#### STATED EXERCISE:
Put every line of the records below into a Markdown table with two columns, Row and Line. Number each row and skip any blank lines.
— begin —
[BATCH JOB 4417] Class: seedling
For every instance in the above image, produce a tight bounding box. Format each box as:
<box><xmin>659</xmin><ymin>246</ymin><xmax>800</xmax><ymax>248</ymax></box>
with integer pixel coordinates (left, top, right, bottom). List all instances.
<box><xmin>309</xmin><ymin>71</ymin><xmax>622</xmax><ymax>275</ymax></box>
— end —
#### SOLUTION TO THIS PROBLEM:
| Row | Line |
|---|---|
| 1 | [BATCH JOB 4417] Class: seedling |
| 2 | For every instance in the above image, produce a tight bounding box. Format each box as: |
| 3 | <box><xmin>659</xmin><ymin>246</ymin><xmax>800</xmax><ymax>248</ymax></box> |
| 4 | with integer pixel coordinates (left, top, right, bottom). List all instances. |
| 5 | <box><xmin>309</xmin><ymin>71</ymin><xmax>622</xmax><ymax>275</ymax></box> |